» **WHAT YOU ARE ASKED TO DO**
Print exactly, and only, the lines running from the line containing "Would you mind tagging the reflecting" through the end of the records below.

* Start RECORDS SUPPLIED *

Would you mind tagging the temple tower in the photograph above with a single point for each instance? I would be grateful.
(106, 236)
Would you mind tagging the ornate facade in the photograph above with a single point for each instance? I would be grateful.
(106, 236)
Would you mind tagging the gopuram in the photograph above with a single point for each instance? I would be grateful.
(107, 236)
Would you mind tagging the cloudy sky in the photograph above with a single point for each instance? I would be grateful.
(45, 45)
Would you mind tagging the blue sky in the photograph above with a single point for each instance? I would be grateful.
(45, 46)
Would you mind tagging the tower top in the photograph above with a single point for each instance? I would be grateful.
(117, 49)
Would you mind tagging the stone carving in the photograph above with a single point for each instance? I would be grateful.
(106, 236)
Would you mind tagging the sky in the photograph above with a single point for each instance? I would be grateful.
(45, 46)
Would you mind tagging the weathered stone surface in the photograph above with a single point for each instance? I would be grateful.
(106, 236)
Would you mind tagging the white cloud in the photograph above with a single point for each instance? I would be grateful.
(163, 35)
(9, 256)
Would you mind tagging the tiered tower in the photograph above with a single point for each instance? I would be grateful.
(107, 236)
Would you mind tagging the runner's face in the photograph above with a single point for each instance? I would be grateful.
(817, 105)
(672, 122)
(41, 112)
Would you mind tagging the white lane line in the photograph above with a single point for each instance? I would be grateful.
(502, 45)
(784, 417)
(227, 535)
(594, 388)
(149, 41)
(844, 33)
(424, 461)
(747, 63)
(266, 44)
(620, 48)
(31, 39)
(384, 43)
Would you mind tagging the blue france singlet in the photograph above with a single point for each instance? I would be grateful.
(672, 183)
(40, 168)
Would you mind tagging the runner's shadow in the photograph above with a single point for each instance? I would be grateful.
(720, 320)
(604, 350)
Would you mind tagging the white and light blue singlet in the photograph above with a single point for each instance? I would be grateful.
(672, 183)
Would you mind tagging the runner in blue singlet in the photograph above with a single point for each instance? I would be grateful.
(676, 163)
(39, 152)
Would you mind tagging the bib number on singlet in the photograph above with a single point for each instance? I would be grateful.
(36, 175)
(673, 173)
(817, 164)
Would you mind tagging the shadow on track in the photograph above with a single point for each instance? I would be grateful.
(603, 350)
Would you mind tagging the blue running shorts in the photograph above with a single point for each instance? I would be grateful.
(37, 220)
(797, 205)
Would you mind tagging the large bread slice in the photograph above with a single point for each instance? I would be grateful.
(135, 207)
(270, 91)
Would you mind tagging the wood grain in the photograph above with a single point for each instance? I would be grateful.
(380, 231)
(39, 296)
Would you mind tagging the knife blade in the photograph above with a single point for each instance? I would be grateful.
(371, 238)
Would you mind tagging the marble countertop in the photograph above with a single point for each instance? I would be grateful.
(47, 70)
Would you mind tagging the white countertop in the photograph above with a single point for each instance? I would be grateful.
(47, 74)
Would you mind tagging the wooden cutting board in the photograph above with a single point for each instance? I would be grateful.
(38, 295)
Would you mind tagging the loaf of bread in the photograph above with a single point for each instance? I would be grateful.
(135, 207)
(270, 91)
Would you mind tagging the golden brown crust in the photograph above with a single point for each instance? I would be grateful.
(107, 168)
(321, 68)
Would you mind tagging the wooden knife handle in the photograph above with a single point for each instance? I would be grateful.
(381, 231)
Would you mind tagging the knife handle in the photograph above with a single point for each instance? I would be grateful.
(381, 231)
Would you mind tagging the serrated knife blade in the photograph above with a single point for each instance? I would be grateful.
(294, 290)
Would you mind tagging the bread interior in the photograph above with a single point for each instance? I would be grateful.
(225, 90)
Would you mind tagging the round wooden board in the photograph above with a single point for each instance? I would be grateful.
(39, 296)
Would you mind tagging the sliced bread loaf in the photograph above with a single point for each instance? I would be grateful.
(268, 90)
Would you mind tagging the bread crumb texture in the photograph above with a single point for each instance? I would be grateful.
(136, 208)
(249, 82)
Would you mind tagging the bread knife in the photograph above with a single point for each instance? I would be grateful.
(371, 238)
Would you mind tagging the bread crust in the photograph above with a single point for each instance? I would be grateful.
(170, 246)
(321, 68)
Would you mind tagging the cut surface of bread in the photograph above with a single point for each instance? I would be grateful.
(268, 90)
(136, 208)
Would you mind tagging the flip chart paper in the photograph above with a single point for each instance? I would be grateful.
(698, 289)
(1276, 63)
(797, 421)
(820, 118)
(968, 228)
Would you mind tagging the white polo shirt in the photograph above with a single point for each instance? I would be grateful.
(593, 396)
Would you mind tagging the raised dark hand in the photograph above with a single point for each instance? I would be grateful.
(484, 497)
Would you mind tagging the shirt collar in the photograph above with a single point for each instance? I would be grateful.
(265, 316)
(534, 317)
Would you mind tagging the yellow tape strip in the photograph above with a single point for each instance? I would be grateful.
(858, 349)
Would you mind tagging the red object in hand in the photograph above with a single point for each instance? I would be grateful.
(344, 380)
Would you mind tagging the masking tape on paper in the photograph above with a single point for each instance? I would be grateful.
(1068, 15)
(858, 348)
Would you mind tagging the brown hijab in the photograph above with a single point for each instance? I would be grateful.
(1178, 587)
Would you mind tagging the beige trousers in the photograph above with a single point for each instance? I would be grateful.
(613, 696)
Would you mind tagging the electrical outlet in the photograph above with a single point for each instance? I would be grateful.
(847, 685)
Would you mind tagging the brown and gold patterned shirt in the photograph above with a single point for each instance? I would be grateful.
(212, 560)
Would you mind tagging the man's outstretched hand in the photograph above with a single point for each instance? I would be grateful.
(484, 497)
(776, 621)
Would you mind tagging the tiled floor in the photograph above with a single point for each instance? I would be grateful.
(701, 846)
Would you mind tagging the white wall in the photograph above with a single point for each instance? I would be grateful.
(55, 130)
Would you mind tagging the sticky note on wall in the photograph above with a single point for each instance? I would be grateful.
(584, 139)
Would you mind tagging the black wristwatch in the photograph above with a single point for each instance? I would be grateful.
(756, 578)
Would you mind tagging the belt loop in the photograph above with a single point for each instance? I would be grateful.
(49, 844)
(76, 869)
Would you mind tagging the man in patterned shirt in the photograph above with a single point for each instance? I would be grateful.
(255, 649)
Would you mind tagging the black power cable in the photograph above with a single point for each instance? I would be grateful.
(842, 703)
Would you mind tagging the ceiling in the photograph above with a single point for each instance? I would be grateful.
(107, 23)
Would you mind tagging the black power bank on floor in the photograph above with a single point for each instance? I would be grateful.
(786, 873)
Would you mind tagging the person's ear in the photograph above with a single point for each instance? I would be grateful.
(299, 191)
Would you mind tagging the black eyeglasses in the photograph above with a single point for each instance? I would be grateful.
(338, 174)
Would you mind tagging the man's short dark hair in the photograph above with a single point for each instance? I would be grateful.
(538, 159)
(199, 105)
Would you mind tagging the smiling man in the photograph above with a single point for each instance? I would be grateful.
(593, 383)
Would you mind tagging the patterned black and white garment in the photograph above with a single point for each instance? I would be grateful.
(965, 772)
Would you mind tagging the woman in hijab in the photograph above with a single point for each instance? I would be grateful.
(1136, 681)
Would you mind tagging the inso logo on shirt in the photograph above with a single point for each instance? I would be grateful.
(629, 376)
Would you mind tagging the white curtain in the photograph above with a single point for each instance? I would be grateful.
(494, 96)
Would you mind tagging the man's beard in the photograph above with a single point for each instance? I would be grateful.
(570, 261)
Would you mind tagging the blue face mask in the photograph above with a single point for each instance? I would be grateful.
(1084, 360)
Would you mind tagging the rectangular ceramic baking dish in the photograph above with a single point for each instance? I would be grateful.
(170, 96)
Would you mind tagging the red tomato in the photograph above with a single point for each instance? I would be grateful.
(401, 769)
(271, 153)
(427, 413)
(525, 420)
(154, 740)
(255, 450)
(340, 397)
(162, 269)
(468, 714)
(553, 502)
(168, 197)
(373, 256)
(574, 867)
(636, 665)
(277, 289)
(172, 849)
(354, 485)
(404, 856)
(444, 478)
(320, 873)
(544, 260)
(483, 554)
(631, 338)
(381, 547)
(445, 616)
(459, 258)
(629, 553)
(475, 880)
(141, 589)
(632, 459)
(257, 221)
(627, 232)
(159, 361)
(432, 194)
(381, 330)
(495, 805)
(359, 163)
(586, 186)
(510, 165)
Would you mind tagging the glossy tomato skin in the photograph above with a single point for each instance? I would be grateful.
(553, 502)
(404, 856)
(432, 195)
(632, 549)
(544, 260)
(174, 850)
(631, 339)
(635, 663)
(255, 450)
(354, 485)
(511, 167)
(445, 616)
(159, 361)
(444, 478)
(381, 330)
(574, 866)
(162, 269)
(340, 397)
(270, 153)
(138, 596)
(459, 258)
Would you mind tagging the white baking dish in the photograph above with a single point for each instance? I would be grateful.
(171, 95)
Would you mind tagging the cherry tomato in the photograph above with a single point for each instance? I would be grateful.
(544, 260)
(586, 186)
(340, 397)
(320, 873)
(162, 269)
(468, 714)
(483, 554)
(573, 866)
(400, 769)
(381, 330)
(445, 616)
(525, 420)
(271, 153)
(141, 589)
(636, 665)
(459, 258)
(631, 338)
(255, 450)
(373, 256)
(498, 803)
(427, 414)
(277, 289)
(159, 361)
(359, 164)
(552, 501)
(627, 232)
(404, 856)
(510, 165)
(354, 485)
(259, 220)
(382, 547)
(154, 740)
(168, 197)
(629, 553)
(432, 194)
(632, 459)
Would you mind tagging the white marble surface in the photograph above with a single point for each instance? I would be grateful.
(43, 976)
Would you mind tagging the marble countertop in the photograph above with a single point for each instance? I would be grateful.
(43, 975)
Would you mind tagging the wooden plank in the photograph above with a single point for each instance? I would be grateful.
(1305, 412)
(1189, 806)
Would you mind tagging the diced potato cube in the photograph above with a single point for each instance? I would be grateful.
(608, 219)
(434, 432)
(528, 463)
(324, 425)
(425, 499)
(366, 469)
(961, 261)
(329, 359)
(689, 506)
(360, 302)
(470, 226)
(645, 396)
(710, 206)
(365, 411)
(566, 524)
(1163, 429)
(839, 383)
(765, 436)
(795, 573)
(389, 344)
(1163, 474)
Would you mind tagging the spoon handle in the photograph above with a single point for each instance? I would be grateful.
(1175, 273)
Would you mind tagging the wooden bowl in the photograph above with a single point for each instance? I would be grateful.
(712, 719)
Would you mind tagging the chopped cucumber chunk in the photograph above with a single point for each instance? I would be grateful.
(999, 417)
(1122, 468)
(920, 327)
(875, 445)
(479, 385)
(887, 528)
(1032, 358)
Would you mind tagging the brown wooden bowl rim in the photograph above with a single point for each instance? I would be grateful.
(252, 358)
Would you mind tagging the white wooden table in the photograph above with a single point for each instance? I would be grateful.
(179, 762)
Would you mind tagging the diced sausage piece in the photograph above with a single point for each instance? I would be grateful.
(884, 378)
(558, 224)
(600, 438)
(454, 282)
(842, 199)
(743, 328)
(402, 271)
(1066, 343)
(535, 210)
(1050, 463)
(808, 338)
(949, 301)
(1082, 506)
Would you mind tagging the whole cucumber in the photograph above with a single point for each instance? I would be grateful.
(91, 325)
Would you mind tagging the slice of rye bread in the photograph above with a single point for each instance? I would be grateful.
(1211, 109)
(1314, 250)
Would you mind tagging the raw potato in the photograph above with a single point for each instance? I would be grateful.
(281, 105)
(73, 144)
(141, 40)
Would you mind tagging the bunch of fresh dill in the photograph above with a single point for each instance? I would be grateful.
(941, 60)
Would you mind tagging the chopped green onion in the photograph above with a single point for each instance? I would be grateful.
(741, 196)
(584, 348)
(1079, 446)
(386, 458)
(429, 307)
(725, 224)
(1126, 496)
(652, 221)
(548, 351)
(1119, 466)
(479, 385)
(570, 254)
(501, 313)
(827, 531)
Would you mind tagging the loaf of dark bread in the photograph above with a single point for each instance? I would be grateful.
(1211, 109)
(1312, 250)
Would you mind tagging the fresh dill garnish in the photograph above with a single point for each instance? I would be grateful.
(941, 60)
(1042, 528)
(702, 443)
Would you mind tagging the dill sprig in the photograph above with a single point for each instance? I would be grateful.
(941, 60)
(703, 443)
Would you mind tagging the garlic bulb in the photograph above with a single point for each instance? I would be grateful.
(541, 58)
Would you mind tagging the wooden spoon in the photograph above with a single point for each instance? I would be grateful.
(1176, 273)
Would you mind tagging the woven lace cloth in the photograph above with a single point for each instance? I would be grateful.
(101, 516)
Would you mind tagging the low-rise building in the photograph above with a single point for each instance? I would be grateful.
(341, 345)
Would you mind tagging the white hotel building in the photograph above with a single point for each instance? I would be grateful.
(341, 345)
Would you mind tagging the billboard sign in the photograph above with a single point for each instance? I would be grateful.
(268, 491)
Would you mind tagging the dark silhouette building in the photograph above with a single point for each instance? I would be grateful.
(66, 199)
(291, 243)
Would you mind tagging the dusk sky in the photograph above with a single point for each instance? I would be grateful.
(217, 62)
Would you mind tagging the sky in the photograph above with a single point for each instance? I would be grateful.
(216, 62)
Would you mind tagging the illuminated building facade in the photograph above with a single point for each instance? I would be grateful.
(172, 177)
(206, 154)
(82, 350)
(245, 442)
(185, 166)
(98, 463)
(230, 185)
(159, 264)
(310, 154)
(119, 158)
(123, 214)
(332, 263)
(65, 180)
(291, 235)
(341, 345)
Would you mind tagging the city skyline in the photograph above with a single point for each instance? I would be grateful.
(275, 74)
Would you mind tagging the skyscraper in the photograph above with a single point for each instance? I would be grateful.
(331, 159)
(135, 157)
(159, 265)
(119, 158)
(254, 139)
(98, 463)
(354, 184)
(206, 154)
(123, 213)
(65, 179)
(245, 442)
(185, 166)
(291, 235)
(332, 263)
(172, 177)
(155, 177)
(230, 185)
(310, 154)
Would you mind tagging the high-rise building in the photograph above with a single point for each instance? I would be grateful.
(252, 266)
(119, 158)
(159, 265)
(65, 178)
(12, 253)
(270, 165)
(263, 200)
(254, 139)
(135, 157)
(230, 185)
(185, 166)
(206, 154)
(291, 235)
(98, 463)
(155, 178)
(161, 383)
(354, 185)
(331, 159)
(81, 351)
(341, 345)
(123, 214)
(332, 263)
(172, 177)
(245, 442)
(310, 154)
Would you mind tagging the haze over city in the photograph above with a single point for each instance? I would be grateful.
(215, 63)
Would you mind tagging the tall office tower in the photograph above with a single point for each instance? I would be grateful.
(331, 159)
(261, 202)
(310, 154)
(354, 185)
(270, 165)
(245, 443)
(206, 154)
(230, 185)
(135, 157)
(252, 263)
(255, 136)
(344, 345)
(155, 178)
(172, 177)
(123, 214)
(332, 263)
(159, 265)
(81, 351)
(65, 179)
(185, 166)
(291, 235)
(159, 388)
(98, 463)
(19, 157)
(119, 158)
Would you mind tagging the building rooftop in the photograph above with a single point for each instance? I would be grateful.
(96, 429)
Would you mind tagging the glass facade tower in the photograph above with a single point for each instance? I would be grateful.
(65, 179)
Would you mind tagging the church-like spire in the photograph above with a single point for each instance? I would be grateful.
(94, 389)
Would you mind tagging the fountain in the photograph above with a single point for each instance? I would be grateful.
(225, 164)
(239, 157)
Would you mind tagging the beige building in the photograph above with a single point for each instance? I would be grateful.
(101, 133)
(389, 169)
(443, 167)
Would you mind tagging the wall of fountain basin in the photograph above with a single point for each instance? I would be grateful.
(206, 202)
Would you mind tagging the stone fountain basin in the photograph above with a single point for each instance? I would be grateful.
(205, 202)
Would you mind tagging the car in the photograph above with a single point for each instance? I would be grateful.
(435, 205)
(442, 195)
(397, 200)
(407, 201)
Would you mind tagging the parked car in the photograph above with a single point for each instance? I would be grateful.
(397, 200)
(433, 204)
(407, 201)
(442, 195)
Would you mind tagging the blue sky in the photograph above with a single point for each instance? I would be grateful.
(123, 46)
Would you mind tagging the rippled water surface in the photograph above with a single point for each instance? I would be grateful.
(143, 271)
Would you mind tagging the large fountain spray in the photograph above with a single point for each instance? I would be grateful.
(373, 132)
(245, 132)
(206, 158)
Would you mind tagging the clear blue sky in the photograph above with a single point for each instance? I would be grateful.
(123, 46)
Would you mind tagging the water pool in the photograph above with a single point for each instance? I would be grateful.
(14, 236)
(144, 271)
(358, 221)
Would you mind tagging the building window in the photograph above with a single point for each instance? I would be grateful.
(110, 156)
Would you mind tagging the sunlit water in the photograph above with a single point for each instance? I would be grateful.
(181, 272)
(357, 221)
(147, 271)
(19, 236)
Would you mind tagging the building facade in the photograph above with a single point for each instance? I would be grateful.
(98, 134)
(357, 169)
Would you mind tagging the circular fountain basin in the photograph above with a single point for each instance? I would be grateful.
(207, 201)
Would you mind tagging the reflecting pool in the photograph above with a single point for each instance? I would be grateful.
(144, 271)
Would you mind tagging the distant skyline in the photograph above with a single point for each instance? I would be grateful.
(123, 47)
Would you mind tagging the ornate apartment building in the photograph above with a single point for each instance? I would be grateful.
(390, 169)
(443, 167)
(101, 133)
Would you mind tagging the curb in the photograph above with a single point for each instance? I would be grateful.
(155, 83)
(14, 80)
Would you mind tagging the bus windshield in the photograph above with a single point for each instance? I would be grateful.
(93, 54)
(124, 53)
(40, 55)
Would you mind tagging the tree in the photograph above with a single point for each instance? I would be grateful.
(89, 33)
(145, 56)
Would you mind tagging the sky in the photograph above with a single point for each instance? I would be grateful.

* End RECORDS SUPPLIED *

» **WRITTEN RESPONSE**
Would you mind tagging the reflecting pool in the photograph above with a single point for each instance? I would be grateful.
(144, 271)
Would you mind tagging the distant skyline in the photograph above with a single point for each instance? I would be grateful.
(123, 47)
Would you mind tagging the ornate apartment building in the photograph above with a single point for each instance? I would be grateful.
(390, 169)
(443, 167)
(101, 133)
Would you mind tagging the curb in the photograph above with a single point for each instance? I would be grateful.
(155, 83)
(14, 80)
Would you mind tagging the bus windshield in the photograph above with a single point for each instance? I would be grateful.
(93, 54)
(124, 53)
(40, 55)
Would you mind tagging the tree in the photograph above with a single point for each instance? I would be grateful.
(89, 33)
(145, 56)
Would you mind tagging the sky in the photograph above with a single point for each instance? I would be grateful.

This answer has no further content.